What this task involves:
Starting at the line containing "Check that every instance of the green foliage" and ending at the line containing "[[292, 162], [219, 97], [78, 177]]", write out those items again in full, requests included. Multiply every keypoint coordinate in the answers by 1.95 and round to whole numbers, rounding halves up, but leave the requests and their sample coordinates unchanged.

[Location annotation dataset excerpts]
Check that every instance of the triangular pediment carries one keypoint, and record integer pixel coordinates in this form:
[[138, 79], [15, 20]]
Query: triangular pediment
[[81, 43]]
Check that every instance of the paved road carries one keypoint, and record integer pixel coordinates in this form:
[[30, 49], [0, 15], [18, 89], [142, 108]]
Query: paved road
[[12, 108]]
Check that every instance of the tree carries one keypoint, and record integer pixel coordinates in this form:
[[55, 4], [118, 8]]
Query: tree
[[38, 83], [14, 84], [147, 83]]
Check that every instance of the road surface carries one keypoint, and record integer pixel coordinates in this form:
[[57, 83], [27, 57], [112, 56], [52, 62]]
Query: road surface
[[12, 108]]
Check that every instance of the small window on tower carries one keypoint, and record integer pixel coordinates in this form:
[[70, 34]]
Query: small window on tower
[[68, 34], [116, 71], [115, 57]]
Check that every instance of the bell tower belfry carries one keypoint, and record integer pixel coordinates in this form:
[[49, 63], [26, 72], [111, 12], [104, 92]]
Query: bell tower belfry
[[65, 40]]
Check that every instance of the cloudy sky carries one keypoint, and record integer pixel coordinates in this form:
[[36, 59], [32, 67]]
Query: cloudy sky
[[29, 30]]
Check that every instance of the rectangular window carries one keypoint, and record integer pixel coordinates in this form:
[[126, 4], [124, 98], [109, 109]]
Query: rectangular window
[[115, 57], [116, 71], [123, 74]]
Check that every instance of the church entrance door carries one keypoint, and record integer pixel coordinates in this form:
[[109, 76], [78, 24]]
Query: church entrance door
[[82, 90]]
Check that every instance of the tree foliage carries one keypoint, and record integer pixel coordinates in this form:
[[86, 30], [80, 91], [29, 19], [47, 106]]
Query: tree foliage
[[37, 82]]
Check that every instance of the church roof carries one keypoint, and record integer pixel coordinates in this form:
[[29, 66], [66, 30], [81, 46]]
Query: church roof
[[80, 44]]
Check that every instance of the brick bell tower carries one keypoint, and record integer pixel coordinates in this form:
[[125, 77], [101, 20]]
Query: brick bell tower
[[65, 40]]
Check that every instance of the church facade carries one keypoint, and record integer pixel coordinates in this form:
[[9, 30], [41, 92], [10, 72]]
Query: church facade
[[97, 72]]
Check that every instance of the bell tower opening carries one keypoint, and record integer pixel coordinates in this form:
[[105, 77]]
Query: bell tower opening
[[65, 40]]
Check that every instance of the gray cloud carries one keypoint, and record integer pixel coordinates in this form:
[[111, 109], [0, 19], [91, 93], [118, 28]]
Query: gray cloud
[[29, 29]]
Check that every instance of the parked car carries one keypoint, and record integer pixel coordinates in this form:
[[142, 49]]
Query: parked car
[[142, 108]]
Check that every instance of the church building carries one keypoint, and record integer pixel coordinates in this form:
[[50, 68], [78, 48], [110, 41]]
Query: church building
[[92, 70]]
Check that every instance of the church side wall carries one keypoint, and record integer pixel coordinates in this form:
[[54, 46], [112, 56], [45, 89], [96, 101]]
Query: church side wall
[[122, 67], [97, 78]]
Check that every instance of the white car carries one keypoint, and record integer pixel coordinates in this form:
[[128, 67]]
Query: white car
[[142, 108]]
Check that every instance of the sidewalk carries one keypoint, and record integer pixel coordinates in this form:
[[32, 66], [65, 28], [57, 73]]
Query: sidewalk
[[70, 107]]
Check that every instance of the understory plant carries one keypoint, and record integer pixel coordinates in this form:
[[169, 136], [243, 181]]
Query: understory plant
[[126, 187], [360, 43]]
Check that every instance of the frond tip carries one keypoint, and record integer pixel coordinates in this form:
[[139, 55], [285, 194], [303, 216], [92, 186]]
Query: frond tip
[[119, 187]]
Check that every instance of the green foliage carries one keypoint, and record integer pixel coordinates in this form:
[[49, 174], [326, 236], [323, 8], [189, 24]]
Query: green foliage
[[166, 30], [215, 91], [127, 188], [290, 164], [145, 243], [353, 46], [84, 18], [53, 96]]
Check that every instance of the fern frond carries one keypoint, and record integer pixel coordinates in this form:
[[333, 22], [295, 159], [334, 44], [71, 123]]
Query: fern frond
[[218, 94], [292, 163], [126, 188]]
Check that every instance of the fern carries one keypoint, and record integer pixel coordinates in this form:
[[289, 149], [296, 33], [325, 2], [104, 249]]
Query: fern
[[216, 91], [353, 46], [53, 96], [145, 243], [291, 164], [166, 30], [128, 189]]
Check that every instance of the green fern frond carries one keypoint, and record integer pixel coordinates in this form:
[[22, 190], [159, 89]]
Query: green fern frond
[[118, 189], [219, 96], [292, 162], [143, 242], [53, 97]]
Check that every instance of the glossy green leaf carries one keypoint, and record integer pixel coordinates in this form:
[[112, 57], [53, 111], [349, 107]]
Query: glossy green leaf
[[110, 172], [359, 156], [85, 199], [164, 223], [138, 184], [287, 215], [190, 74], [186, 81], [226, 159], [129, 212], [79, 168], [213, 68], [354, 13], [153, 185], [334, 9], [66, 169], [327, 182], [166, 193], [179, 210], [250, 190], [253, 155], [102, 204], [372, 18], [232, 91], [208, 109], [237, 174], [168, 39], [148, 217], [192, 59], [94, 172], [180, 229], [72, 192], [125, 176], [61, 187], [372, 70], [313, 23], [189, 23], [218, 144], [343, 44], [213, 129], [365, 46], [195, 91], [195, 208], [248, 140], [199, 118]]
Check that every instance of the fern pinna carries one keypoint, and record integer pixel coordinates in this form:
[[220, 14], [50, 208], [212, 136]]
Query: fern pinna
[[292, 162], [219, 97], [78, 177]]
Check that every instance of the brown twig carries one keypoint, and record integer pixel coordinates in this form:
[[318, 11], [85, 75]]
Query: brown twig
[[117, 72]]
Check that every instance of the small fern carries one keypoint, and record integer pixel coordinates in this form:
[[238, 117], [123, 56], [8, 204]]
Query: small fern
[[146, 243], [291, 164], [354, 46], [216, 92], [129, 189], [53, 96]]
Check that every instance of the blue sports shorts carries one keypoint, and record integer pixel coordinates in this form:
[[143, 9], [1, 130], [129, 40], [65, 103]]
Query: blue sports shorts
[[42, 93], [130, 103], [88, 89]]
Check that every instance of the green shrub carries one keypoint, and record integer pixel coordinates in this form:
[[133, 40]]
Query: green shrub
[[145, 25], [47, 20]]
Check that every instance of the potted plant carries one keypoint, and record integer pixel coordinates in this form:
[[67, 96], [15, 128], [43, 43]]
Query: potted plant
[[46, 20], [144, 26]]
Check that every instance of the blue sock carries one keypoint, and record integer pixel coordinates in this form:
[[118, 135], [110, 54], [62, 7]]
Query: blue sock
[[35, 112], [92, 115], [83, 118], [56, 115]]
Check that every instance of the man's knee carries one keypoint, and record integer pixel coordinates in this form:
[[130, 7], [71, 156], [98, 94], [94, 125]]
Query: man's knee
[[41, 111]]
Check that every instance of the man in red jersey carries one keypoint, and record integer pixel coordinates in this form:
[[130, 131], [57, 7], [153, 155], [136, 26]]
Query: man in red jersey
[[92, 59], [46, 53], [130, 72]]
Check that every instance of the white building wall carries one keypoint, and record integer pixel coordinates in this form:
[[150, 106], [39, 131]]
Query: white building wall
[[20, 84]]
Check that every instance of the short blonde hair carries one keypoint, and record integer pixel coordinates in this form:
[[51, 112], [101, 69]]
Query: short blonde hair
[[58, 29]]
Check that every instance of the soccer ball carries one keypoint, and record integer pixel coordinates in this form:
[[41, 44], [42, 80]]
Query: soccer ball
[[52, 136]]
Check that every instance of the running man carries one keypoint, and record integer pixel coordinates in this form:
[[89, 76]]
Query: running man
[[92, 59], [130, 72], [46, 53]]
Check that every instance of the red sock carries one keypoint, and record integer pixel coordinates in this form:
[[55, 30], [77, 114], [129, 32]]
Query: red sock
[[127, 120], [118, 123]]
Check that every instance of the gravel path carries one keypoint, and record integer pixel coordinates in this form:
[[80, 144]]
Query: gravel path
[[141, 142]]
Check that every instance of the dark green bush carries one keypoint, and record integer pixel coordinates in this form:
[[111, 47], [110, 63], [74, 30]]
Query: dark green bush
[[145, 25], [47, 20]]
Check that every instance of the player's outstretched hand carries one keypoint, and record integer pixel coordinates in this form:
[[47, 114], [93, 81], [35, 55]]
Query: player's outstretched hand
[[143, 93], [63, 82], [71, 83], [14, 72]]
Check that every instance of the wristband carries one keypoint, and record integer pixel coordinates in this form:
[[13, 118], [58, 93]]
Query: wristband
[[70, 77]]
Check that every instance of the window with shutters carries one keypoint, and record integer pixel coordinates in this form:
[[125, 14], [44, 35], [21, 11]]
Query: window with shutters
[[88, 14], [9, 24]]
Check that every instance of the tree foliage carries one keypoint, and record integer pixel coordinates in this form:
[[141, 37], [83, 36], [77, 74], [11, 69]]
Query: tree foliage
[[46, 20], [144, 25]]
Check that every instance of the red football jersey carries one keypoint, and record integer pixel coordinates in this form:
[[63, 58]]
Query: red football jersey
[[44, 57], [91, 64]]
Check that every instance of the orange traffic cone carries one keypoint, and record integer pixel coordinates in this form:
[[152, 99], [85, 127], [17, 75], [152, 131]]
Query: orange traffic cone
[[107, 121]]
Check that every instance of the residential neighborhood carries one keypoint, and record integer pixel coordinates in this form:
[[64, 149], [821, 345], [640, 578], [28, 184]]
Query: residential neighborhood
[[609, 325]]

Solved exercise:
Check that every instance of the green foliage carries one keypoint, and record integer pixel coordinates in this form:
[[49, 174], [326, 236], [323, 8], [189, 24]]
Query: green foliage
[[324, 59], [419, 177], [248, 367], [566, 320], [283, 474], [688, 90], [164, 35], [103, 187]]
Check that every instance of the fern frond carries one keypoint, and record integer pixel coordinates in this form:
[[333, 22], [295, 159], [334, 44], [71, 123]]
Query: fern frond
[[425, 183], [569, 318], [246, 367]]
Check that every instance of the fern carries one keypoint, and record integer pixel coordinates in this form:
[[289, 149], [296, 33], [325, 2], [104, 249]]
Query: fern
[[421, 177], [688, 90], [103, 187], [283, 474], [567, 320], [324, 59], [250, 369]]
Check that every instance of the green fern frond carries one keypoint, and record integer pixel coordinates in this form:
[[22, 190], [159, 89]]
Query: green fern frond
[[230, 369], [427, 187], [569, 316], [279, 472], [103, 189]]
Check that every instance of the glossy green leaf carries one keypoint, and record integer pixel coordinates in this form:
[[112, 57], [53, 111], [349, 107]]
Query: glossy green leaf
[[215, 335], [700, 304], [166, 388], [320, 435], [269, 359], [560, 419], [371, 144], [363, 158], [441, 310], [252, 413], [154, 328], [415, 133], [690, 25], [298, 361], [651, 18], [129, 330], [638, 355], [324, 376], [349, 410], [488, 371], [493, 302], [199, 398], [725, 35], [452, 177], [406, 213], [462, 339], [328, 76], [289, 423], [374, 115], [183, 335], [351, 447], [140, 374], [244, 343], [119, 365], [725, 137], [610, 45], [369, 45], [425, 281], [669, 86], [415, 252], [712, 90], [380, 177], [380, 406], [484, 273], [388, 230]]
Check that every instance of the fern pinna carries one keypoint, and record integer pixel coordinates in this form:
[[220, 14], [50, 208], [212, 136]]
Query: fern pinna
[[569, 316], [427, 189], [152, 345]]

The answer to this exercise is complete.